→ **AIM**
In the passage below about a parent watching a daughter prepare for a protest march, transcribe the text between "I watch her" and "and hot shame.", inclusive.

→ **READING PASSAGE**
I’ve been turning over a few questions in my mind these last few weeks.

How do I let go of my Black daughter’s hand, let her walk out into the world, exercising her right to be a free individual?

Harder still, how do I allow her, a high school freshman, to join a protest march against violence where there has been violence? How will I endure the wait — the wait until she walks back through the door, alive and well?

My daughter has valiant ideals: to transform a nation birthed in racism into one that lived up to its lofty ideals.

I watch her from the kitchen as she sits on the living room floor and works on her poster with such focus and dedication. “I CAN’T BREATHE,” she colors in with marker. It’s as if she had lived through these moments of violent injustice and police brutality herself. Moments, at least to the best of my knowledge, she has only experienced on her screens.

It’s as if she had lived through these moments of violent injustice and police brutality herself.

I have experienced this kind of brutality. Upon my recollection of those moments, I feel an immediate and visceral feeling of anger and hot shame.

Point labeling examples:
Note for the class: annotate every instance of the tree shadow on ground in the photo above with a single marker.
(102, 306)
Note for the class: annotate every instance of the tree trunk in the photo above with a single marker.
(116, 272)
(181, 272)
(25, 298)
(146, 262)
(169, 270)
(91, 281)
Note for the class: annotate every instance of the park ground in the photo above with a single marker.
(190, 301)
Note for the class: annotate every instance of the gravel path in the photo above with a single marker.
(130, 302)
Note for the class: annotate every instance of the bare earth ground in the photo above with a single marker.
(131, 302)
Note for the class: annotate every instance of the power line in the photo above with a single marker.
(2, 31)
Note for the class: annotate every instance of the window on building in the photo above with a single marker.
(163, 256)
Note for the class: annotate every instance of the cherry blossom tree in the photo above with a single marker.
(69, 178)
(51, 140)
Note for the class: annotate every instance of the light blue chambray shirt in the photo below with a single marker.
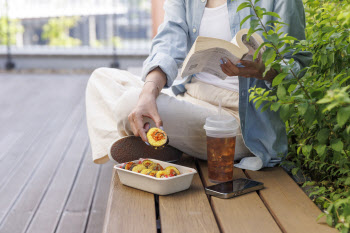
(264, 133)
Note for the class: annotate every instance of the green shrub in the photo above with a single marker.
(316, 107)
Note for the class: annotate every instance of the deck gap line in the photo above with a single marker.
(158, 220)
(27, 182)
(9, 147)
(93, 197)
(53, 175)
(73, 184)
(10, 173)
(268, 207)
(38, 135)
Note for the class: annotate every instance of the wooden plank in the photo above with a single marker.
(24, 205)
(76, 212)
(187, 211)
(246, 213)
(8, 142)
(47, 215)
(34, 114)
(129, 210)
(291, 207)
(99, 205)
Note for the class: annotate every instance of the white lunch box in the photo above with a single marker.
(160, 186)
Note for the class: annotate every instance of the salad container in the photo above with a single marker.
(160, 186)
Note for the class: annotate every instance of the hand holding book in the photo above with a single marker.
(251, 69)
(206, 53)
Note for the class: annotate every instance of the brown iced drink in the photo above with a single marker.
(221, 140)
(221, 152)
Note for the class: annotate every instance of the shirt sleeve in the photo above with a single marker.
(169, 46)
(292, 13)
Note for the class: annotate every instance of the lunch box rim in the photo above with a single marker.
(192, 172)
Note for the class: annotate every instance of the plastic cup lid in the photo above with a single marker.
(221, 123)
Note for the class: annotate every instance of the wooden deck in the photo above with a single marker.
(48, 182)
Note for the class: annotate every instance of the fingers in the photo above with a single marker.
(156, 118)
(139, 127)
(227, 71)
(250, 69)
(146, 126)
(248, 64)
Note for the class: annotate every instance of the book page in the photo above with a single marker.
(210, 60)
(252, 45)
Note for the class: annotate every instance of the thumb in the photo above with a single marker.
(156, 118)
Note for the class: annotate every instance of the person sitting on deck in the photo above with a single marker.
(119, 104)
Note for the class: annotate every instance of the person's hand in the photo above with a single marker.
(251, 69)
(146, 105)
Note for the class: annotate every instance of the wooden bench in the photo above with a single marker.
(281, 207)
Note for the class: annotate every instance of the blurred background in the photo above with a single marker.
(76, 34)
(48, 49)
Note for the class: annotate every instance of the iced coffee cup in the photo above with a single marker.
(221, 140)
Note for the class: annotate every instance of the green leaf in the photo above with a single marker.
(292, 87)
(288, 38)
(306, 149)
(310, 115)
(245, 19)
(273, 38)
(347, 181)
(267, 55)
(323, 135)
(343, 116)
(320, 149)
(281, 92)
(320, 216)
(329, 220)
(295, 171)
(284, 112)
(275, 106)
(273, 14)
(337, 145)
(258, 50)
(278, 79)
(302, 108)
(243, 5)
(265, 107)
(254, 23)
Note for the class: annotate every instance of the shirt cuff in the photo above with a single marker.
(165, 62)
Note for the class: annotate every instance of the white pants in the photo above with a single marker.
(111, 94)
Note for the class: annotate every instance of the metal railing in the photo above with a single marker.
(59, 26)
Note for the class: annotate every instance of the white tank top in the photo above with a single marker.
(215, 23)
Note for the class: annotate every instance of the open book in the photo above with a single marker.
(206, 53)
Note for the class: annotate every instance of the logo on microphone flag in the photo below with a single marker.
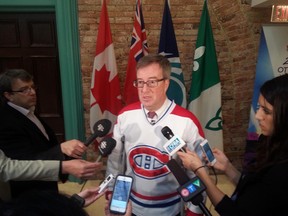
(205, 91)
(105, 97)
(168, 47)
(138, 49)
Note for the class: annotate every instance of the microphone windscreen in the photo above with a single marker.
(167, 132)
(106, 146)
(102, 127)
(178, 172)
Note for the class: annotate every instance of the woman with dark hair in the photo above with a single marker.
(263, 188)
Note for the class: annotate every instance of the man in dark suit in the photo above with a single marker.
(25, 136)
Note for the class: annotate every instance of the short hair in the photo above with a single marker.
(161, 60)
(8, 77)
(275, 91)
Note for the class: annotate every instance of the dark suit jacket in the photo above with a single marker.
(20, 138)
(260, 194)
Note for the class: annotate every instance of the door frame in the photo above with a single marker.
(66, 13)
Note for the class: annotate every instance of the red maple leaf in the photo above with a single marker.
(106, 94)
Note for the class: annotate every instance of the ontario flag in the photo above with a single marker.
(138, 49)
(168, 47)
(205, 91)
(105, 97)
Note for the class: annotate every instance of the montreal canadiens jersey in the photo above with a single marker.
(139, 153)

→ **TASK ANSWER**
I watch her from the kitchen as she sits on the living room floor and works on her poster with such focus and dedication. “I CAN’T BREATHE,” she colors in with marker. It’s as if she had lived through these moments of violent injustice and police brutality herself. Moments, at least to the best of my knowledge, she has only experienced on her screens.

It’s as if she had lived through these moments of violent injustice and police brutality herself.

I have experienced this kind of brutality. Upon my recollection of those moments, I feel an immediate and visceral feeling of anger and hot shame.